Source data -
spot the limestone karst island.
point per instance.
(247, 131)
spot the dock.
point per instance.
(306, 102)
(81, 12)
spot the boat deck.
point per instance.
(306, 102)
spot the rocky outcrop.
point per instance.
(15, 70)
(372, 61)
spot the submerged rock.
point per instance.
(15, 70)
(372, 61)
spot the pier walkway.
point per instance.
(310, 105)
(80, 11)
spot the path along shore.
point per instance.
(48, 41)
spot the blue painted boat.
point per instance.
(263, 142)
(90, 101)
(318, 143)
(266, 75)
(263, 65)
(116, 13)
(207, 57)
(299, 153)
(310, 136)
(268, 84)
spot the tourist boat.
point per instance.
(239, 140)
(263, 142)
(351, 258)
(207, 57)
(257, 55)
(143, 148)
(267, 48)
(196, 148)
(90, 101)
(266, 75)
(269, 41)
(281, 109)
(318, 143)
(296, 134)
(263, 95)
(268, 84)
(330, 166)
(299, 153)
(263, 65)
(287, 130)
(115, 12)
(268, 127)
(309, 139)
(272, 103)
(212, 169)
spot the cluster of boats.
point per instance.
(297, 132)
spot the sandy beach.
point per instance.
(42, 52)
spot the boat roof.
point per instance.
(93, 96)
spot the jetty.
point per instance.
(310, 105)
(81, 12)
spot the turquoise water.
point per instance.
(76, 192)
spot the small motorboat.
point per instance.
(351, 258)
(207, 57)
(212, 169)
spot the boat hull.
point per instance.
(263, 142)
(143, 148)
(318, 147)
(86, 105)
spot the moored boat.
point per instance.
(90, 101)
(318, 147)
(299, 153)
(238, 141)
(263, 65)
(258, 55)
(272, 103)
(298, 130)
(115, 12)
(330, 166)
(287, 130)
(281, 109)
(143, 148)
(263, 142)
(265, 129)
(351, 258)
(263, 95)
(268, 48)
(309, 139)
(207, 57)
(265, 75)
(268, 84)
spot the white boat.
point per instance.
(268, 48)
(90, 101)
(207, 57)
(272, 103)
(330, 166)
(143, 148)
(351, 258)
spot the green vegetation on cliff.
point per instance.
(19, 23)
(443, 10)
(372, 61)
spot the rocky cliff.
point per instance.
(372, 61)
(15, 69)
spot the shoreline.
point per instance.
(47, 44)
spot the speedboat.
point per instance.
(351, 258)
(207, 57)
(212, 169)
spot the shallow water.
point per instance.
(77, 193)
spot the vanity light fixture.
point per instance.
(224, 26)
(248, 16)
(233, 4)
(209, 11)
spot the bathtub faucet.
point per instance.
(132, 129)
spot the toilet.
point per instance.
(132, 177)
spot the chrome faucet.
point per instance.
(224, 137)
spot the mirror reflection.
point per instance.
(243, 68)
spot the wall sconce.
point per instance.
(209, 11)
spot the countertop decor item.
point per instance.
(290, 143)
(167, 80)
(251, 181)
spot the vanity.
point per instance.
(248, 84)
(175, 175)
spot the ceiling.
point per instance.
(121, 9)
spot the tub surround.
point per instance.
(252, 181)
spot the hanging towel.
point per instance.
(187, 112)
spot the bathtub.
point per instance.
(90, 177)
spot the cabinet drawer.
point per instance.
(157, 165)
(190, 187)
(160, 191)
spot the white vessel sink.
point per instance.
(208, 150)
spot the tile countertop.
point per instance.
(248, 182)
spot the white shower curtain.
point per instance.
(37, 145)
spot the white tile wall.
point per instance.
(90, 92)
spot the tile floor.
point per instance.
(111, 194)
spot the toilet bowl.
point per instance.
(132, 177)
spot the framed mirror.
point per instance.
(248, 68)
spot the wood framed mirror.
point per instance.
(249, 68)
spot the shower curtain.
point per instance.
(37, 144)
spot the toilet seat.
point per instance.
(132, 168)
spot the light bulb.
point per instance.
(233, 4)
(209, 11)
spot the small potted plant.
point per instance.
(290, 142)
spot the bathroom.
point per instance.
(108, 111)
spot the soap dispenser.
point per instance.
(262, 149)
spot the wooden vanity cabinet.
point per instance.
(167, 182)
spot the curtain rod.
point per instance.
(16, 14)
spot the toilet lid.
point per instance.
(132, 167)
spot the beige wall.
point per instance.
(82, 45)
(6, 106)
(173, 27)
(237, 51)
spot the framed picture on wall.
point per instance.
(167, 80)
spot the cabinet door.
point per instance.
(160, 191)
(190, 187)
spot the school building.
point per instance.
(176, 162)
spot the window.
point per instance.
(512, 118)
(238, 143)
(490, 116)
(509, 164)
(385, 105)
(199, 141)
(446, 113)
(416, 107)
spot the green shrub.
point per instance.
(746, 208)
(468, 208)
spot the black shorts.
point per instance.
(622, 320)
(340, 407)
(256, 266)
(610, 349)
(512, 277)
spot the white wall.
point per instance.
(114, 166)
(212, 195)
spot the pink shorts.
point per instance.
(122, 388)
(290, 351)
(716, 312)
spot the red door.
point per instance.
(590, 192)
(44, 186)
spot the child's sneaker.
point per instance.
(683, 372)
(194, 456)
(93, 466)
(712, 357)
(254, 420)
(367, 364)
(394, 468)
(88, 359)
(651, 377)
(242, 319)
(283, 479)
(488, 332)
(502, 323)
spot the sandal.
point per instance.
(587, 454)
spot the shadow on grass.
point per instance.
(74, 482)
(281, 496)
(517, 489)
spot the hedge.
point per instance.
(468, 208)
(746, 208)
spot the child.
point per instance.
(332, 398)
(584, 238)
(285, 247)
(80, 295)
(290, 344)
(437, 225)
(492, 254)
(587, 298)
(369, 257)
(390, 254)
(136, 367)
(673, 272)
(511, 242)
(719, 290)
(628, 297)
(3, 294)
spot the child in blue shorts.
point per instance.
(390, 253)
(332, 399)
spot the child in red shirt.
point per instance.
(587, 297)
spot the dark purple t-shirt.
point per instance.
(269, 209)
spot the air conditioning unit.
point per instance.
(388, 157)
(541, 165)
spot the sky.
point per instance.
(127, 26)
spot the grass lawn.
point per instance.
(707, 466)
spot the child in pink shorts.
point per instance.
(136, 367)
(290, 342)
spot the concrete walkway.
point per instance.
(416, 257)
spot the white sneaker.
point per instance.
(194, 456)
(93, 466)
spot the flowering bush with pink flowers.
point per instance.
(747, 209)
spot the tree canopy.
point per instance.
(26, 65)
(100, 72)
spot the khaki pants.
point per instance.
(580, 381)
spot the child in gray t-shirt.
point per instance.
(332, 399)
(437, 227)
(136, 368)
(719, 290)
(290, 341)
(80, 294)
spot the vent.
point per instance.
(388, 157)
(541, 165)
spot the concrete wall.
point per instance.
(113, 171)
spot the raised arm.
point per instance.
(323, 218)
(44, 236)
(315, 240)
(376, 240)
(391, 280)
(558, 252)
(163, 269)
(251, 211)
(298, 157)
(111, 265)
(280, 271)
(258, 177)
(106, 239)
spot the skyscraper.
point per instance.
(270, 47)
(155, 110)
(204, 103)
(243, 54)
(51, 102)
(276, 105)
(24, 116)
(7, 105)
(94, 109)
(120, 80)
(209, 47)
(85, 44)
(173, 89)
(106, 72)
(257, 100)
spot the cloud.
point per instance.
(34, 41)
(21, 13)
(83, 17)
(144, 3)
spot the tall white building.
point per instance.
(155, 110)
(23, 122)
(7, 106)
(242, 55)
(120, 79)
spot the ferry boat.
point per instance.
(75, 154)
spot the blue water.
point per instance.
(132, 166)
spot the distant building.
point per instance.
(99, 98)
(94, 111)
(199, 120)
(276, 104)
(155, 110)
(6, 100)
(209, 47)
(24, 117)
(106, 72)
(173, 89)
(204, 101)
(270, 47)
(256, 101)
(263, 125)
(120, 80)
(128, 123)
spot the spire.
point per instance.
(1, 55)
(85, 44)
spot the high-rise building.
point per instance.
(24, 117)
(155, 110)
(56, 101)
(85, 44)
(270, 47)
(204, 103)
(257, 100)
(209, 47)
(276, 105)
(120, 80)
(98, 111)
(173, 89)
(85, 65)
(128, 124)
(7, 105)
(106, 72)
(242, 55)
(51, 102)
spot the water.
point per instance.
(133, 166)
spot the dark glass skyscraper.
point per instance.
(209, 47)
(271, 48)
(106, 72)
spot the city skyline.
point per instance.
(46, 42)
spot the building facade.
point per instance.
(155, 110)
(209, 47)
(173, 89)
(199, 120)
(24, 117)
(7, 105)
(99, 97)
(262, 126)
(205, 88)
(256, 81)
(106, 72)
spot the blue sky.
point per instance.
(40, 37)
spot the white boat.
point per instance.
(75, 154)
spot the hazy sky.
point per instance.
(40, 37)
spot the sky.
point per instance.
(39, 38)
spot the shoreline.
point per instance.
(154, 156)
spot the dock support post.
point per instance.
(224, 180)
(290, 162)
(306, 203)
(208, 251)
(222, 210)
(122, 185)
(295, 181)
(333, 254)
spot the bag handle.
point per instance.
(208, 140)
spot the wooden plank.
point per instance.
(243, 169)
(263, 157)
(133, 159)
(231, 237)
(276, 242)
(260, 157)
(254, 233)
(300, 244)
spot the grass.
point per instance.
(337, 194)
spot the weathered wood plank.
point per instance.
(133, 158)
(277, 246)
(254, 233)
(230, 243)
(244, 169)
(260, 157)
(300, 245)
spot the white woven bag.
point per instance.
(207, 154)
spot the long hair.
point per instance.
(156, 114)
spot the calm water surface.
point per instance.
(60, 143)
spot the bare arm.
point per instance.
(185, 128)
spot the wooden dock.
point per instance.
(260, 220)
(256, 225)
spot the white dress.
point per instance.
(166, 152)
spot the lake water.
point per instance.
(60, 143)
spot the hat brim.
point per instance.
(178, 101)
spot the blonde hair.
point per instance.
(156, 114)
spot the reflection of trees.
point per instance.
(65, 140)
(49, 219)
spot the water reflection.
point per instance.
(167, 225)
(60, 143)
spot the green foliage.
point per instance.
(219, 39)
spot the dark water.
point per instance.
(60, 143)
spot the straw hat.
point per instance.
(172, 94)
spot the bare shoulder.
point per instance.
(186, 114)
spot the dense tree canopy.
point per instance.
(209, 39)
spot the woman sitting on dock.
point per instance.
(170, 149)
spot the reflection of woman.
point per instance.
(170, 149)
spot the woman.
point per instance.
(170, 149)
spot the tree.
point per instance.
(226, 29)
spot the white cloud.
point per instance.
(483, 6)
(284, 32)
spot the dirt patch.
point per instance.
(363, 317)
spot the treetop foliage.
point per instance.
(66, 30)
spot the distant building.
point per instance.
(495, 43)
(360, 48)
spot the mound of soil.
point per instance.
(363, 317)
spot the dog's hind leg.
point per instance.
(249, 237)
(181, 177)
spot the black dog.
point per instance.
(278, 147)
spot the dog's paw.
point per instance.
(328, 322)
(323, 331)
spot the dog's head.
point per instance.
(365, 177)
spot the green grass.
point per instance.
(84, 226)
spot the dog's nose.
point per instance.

Stated task - Reproduce the lines from the one containing "spot the woman." to the end of the entries, keeping both ends and adding nothing.

Solution for this task -
spot the woman.
point per instance.
(170, 149)
spot the tree.
point per instance.
(226, 29)
spot the white cloud.
point per instance.
(483, 6)
(284, 32)
spot the dirt patch.
point per instance.
(363, 317)
spot the treetop foliage.
point per instance.
(66, 30)
spot the distant building.
point per instance.
(495, 43)
(360, 48)
spot the mound of soil.
point per instance.
(363, 317)
spot the dog's hind leg.
point per instance.
(249, 237)
(181, 177)
spot the black dog.
point per instance.
(278, 147)
spot the dog's paw.
point per instance.
(328, 322)
(323, 331)
spot the dog's head.
point per instance.
(365, 177)
spot the green grass.
point per instance.
(84, 226)
spot the dog's nose.
point per instance.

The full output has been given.